[Dataset records]
....
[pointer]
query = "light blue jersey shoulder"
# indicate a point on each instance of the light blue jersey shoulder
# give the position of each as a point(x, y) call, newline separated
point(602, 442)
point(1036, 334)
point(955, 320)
....
▶ _Task_: Please turn the data into a two-column CSV with the columns input and output, giving every item in the data one row. Put its text under input and its answer under output, with each field in quotes and every line break replaced by a space.

▶ _Output for this task_:
input,output
"[pointer] query = ""light blue jersey shoulder"" # indicate a point on each instance of the light blue jersey shoulder # give the position of each as a point(x, y) call, newline separated","point(602, 442) point(1036, 334) point(955, 320)"